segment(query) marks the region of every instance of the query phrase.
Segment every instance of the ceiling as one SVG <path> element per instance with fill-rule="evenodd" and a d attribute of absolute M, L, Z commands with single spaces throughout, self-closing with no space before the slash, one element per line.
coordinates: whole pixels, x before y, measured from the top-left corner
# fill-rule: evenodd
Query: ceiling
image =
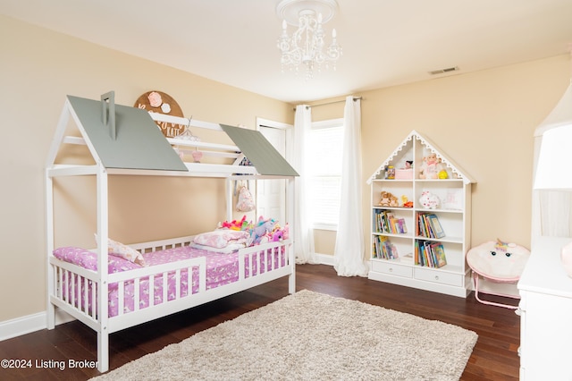
<path fill-rule="evenodd" d="M 278 2 L 0 0 L 0 13 L 292 103 L 569 54 L 572 43 L 572 0 L 337 0 L 325 29 L 343 55 L 306 80 L 282 72 Z"/>

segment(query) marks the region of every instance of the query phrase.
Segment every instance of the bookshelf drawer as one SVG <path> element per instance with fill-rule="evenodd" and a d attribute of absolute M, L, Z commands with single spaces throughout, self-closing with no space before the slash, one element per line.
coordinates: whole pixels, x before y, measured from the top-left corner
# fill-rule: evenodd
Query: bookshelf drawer
<path fill-rule="evenodd" d="M 415 277 L 422 281 L 434 282 L 453 286 L 464 286 L 465 278 L 462 274 L 445 273 L 431 268 L 416 268 Z"/>
<path fill-rule="evenodd" d="M 413 268 L 410 266 L 400 265 L 395 262 L 372 260 L 372 271 L 408 278 L 413 277 Z"/>

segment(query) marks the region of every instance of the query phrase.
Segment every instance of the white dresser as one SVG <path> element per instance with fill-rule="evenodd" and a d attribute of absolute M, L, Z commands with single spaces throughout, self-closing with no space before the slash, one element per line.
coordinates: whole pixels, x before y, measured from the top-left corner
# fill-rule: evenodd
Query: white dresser
<path fill-rule="evenodd" d="M 572 380 L 572 278 L 560 263 L 570 241 L 539 237 L 518 282 L 521 380 Z"/>

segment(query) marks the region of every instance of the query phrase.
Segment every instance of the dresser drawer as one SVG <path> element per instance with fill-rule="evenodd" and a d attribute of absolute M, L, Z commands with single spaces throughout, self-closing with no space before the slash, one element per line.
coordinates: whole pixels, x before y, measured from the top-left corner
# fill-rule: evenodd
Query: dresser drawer
<path fill-rule="evenodd" d="M 415 269 L 416 279 L 422 281 L 434 282 L 442 284 L 463 287 L 465 277 L 461 274 L 445 273 L 443 271 L 431 268 L 417 267 Z"/>
<path fill-rule="evenodd" d="M 391 275 L 413 277 L 413 268 L 410 266 L 400 265 L 398 262 L 385 262 L 372 260 L 372 271 L 389 274 Z"/>

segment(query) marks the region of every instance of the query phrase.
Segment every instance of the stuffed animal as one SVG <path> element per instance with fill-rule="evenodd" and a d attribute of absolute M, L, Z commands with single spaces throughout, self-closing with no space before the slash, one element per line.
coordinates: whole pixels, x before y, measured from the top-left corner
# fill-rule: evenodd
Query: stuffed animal
<path fill-rule="evenodd" d="M 434 152 L 427 155 L 423 158 L 421 168 L 419 171 L 420 179 L 436 179 L 439 172 L 442 170 L 441 159 L 437 158 Z"/>
<path fill-rule="evenodd" d="M 248 246 L 259 244 L 262 238 L 273 230 L 274 224 L 276 222 L 273 219 L 265 220 L 261 216 L 256 226 L 250 231 L 250 237 L 247 240 Z"/>
<path fill-rule="evenodd" d="M 437 195 L 428 190 L 425 190 L 421 193 L 421 197 L 419 198 L 419 204 L 425 209 L 436 209 L 437 207 L 439 207 L 440 202 L 441 201 Z"/>
<path fill-rule="evenodd" d="M 472 269 L 491 280 L 517 281 L 520 278 L 530 251 L 516 243 L 489 241 L 472 248 L 467 261 Z"/>
<path fill-rule="evenodd" d="M 380 207 L 399 207 L 400 202 L 397 199 L 397 197 L 393 196 L 391 193 L 388 191 L 382 191 L 382 199 L 379 201 Z"/>
<path fill-rule="evenodd" d="M 247 230 L 248 226 L 248 222 L 247 221 L 247 216 L 244 215 L 240 221 L 232 220 L 232 222 L 224 221 L 220 224 L 220 227 L 223 229 L 231 229 L 231 230 Z"/>

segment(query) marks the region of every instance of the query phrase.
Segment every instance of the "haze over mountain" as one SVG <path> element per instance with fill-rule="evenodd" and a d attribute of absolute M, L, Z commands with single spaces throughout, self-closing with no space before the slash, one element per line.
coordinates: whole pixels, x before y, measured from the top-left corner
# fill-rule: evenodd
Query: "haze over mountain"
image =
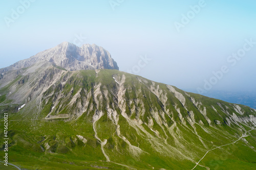
<path fill-rule="evenodd" d="M 10 163 L 41 169 L 256 168 L 256 110 L 120 71 L 110 56 L 96 45 L 64 42 L 1 69 Z"/>

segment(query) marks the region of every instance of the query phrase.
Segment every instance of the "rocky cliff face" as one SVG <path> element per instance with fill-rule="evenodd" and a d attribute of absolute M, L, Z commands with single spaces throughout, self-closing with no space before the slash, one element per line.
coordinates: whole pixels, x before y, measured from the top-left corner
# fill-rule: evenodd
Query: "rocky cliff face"
<path fill-rule="evenodd" d="M 95 69 L 119 69 L 110 53 L 94 44 L 81 47 L 63 42 L 56 46 L 37 53 L 29 59 L 19 61 L 2 68 L 0 73 L 30 66 L 40 61 L 49 61 L 68 70 Z"/>
<path fill-rule="evenodd" d="M 0 115 L 10 113 L 10 150 L 33 153 L 34 169 L 42 165 L 34 162 L 56 153 L 75 166 L 189 169 L 207 151 L 245 134 L 238 149 L 215 150 L 199 167 L 214 168 L 218 152 L 237 164 L 248 152 L 256 155 L 255 131 L 246 133 L 256 111 L 247 106 L 117 70 L 68 71 L 48 61 L 2 76 Z"/>

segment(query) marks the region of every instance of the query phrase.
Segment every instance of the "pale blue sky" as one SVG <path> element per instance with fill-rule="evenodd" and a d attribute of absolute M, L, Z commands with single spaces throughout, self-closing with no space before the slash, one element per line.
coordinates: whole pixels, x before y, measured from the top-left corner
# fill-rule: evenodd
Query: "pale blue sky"
<path fill-rule="evenodd" d="M 179 32 L 175 22 L 182 23 L 182 15 L 200 1 L 125 0 L 113 10 L 109 0 L 37 0 L 8 27 L 5 17 L 11 18 L 12 9 L 17 11 L 26 1 L 0 2 L 1 68 L 62 41 L 73 43 L 81 34 L 87 37 L 82 43 L 109 51 L 122 71 L 146 55 L 151 61 L 135 74 L 181 88 L 204 89 L 212 72 L 226 65 L 229 71 L 212 89 L 255 90 L 256 44 L 234 66 L 227 61 L 245 39 L 256 42 L 255 1 L 202 1 L 205 6 Z"/>

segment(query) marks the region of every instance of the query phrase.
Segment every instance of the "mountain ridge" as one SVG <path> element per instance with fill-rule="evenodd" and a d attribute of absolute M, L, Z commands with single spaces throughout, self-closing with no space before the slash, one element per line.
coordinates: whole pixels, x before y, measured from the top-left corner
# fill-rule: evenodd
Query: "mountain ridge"
<path fill-rule="evenodd" d="M 92 55 L 88 45 L 81 48 Z M 68 46 L 60 45 L 57 53 L 68 51 L 73 57 L 78 50 Z M 70 70 L 53 61 L 0 75 L 0 121 L 8 113 L 8 153 L 15 164 L 42 169 L 256 168 L 256 131 L 250 131 L 255 109 L 116 69 Z"/>
<path fill-rule="evenodd" d="M 104 68 L 119 69 L 110 53 L 103 47 L 95 44 L 84 44 L 79 47 L 65 41 L 28 59 L 2 68 L 0 74 L 26 68 L 41 61 L 49 61 L 70 70 Z"/>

## The task
Pull out each line in the listing above that contains the string "face". Uppercase and lowercase count as different.

## Exercise solution
Segment every instance of the "rocky cliff face" as one SVG <path> element per instance with fill-rule="evenodd" and a d attribute of absolute M, L, Z commands with single spaces throughout, self-closing with no space before the slash, one element per line.
Query: "rocky cliff face"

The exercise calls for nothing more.